EXCERPT PROVIDED:
%%

# Anyone else in Oahu, Hawaii?



## Christi (Mar 27, 2008)

We are on the island of Oahu and will be getting our little guy soon. Anyone else on Oahu?


----------



## honeysmum (Dec 4, 2007)

Christi, welcome to the forum I live in the UK but just wanted to say how I love Oahu my husband and I stayed there for 3 weeks for our 25 wedding aniversary at the Ko Olina resort.:wavey:


----------



## Angel_Kody (Feb 27, 2007)

Not me...but I sure would love to visit there one day! Congrats on your new pup!


----------



## Oaklys Dad (Dec 28, 2005)

A guy can dream can't he?? ::: I'm envious.


----------



## mylissyk (Feb 25, 2007)

You may be our one and only Hawaii board member! Welcome.


----------



## monomer (Apr 21, 2005)

I've lived here in Michigan for the past 28 years now but I was born and raised in Kaneohe... graduated from Castle High 1968. There is also another member originally from Hawaii on the forum but she is now living in Colorado... at least she was several months ago. I think her forum moniker is Jessme7. We also had a couple different people a long time ago join and post from Hawaii but they've never returned to become truly active members here. So if you hang around... you'll be the first!... that makes you special (but in a good way ) Oh, and welcome to the forum... Aloha...


----------



## Kzwicker (Aug 14, 2007)

%%

RECORD EXCERPTS:
%%

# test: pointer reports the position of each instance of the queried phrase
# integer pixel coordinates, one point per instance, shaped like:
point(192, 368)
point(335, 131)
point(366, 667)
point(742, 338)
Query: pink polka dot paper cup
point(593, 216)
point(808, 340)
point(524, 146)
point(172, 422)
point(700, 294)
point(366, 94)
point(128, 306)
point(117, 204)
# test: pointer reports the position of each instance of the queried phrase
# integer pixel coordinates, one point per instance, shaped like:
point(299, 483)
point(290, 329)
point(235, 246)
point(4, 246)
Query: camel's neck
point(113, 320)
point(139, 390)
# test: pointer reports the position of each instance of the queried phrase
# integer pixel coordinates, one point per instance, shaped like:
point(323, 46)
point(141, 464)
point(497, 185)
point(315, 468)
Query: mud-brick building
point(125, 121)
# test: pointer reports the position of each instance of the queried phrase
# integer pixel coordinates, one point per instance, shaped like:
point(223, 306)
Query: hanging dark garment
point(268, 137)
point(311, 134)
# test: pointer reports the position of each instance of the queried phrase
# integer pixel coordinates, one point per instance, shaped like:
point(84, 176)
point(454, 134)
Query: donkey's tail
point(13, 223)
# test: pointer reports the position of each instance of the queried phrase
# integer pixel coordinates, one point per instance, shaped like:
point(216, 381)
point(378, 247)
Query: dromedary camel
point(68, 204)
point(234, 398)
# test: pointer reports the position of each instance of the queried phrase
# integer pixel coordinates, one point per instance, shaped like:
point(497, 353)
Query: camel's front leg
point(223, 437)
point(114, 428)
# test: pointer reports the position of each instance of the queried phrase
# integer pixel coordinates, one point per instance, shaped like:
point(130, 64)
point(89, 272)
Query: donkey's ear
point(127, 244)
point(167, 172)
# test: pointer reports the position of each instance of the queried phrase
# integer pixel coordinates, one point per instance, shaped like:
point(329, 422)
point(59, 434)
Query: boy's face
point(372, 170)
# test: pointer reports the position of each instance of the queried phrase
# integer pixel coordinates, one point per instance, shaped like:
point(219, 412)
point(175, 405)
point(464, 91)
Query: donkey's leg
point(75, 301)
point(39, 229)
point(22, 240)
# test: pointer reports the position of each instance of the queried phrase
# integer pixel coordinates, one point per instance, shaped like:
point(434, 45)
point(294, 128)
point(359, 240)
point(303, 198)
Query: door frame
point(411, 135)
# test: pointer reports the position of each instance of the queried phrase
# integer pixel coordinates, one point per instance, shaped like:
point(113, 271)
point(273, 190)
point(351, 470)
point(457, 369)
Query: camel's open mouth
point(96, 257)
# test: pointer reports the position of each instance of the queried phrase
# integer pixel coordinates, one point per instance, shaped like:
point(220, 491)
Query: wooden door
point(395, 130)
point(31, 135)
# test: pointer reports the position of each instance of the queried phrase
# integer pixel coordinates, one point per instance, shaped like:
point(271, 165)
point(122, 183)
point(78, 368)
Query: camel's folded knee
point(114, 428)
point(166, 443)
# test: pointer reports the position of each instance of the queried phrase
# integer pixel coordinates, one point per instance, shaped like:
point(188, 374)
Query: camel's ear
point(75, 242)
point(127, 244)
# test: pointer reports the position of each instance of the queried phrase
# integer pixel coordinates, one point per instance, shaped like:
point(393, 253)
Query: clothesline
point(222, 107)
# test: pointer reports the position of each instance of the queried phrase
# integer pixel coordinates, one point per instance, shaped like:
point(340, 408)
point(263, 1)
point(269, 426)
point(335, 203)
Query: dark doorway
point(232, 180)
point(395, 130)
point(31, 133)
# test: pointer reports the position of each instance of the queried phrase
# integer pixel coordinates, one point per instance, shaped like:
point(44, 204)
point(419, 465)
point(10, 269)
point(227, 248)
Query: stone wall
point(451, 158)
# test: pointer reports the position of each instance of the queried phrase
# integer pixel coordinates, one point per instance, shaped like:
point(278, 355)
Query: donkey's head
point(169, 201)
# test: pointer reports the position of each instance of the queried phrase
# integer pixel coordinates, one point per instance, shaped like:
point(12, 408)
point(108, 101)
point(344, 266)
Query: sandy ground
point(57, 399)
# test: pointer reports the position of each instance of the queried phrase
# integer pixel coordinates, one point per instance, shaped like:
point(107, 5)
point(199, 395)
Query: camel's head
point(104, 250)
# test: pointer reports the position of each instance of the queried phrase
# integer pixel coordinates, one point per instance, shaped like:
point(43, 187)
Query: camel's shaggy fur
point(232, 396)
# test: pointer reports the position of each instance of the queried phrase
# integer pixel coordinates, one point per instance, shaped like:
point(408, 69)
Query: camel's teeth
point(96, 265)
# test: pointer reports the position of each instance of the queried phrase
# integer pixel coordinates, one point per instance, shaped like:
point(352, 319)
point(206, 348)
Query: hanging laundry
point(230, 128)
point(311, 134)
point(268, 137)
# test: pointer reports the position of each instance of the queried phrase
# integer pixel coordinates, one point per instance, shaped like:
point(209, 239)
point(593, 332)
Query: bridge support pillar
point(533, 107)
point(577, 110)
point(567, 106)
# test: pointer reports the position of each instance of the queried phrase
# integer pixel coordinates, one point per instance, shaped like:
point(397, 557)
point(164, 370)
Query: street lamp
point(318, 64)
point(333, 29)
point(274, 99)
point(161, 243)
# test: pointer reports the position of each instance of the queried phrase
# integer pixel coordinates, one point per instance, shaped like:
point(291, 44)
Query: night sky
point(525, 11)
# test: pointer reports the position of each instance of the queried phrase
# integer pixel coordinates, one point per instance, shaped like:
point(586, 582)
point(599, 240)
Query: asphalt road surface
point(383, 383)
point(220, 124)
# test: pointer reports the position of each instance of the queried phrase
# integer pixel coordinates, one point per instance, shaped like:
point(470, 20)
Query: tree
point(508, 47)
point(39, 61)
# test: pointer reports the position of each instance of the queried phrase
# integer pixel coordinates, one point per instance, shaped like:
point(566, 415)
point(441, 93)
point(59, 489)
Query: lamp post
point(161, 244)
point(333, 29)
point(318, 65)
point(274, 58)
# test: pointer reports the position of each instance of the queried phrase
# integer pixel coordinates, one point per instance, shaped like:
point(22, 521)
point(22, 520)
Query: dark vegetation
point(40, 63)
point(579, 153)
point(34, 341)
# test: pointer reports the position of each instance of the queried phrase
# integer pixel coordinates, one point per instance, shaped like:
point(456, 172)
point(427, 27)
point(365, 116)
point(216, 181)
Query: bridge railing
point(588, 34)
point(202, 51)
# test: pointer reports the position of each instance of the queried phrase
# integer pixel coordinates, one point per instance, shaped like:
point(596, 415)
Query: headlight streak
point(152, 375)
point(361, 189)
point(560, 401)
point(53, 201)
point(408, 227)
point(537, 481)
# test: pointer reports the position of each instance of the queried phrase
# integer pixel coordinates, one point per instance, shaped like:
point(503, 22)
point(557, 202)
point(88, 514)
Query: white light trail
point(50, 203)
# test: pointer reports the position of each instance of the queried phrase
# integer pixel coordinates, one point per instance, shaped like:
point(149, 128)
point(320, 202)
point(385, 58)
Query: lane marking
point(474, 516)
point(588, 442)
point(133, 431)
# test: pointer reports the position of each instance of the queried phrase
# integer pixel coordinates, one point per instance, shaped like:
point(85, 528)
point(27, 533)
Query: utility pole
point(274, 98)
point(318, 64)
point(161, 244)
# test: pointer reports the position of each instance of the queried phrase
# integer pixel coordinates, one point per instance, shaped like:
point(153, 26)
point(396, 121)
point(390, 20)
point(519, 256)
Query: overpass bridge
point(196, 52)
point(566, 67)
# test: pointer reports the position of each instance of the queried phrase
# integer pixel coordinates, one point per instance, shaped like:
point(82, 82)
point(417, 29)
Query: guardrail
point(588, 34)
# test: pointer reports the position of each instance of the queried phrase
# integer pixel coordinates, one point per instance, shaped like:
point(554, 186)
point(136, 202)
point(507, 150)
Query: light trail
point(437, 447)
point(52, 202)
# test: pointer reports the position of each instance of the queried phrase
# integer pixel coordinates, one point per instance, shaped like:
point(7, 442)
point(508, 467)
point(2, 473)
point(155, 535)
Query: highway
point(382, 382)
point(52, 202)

%%

WRITTEN REQUEST 1: In the forum thread about Oahu, which resort did honeysmum stay at during the three-week anniversary trip?
WRITTEN REQUEST 2: Write the next part of the forum thread about Oahu, picking up after its final line.

RESPONSE 1: The Ko Olina resort.

RESPONSE 2:
No, but now I am jelouse.. :-(


----------



## Bud (Mar 10, 2008)

Christi said:


> We are on the island of Oahu and will be getting our little guy soon. Anyone else on Oahu?


No but I wish I was!!!


----------



## Rachel's Mom (Feb 26, 2007)

no but can we all come stay with you in shifts, me first! LOL


----------



## Christi (Mar 27, 2008)

wow! I do feel special and lonely...ha ha ha! We are an active duty Navy family so we have about 18 months left here. But in all actuality it is life with scenery. I would much rather be a tourist.


----------



## Samaliners (Mar 24, 2008)

Oahu... is like a second home for us.... we are so lucky, that we get to go over often... 

~Aloha From Cali.~


----------



## Memphis & Holly's Mom (Feb 16, 2008)

Man I'll trade you Indiana any day for Hawaii..we have lots of Amish where we live...so our scenery is horses/horsie poo. Give me palm trees and beautiful beaches  Welcome to the forum!!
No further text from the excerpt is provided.